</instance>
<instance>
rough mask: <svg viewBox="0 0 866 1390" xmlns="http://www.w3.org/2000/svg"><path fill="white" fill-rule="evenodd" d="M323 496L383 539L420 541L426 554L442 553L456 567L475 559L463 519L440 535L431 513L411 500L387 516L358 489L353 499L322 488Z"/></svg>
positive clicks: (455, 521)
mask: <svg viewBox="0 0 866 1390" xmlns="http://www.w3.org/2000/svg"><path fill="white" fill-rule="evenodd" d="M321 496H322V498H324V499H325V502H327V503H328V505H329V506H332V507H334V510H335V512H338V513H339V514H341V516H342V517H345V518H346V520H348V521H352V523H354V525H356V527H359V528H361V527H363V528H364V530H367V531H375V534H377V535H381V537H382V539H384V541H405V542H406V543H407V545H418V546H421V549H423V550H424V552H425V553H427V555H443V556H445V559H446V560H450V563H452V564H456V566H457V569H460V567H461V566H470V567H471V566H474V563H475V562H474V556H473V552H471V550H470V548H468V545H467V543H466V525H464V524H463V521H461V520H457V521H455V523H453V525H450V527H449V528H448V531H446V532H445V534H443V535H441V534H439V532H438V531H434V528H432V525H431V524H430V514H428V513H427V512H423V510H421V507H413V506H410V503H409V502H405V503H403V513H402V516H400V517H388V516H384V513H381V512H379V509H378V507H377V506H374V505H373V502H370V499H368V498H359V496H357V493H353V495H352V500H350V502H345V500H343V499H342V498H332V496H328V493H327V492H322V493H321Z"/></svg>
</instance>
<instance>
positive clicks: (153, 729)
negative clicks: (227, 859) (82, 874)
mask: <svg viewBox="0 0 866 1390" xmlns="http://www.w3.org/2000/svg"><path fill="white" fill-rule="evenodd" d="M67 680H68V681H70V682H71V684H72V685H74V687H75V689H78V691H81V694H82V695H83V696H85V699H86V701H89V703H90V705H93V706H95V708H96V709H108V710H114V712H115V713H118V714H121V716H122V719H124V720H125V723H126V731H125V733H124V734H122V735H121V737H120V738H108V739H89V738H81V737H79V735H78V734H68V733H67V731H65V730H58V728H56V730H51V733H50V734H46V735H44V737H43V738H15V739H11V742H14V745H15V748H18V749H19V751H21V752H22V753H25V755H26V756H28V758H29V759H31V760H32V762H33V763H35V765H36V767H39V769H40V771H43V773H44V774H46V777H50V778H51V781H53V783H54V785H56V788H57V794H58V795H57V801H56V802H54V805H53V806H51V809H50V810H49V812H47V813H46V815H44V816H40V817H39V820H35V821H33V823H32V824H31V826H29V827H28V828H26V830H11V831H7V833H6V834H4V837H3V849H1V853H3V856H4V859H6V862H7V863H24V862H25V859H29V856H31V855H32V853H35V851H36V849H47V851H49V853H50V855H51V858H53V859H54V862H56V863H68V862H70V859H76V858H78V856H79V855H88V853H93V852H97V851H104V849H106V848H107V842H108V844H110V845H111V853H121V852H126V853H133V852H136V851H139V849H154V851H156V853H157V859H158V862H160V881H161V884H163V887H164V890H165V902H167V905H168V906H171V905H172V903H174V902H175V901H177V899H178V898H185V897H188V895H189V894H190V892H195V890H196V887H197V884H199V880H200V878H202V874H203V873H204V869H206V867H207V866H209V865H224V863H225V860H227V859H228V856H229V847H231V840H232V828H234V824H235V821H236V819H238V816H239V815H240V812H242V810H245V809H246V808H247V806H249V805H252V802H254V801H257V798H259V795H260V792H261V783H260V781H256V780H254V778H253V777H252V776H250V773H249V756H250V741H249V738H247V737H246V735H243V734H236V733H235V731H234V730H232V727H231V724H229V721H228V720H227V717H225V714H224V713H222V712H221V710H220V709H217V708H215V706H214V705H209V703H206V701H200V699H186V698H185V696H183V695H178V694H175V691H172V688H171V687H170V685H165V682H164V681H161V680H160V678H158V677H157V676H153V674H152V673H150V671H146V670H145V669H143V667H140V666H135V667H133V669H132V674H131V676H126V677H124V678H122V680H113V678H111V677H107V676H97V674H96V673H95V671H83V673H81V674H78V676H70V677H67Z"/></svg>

-*-

Work order:
Copy exactly the lines above, starting at the opening line and finishing at the line in which "rough mask: <svg" occurs.

Written answer:
</instance>
<instance>
rough mask: <svg viewBox="0 0 866 1390" xmlns="http://www.w3.org/2000/svg"><path fill="white" fill-rule="evenodd" d="M323 496L383 539L420 541L426 554L442 553L456 567L475 559L463 519L440 535L431 513L411 500L387 516L358 489L353 499L322 488Z"/></svg>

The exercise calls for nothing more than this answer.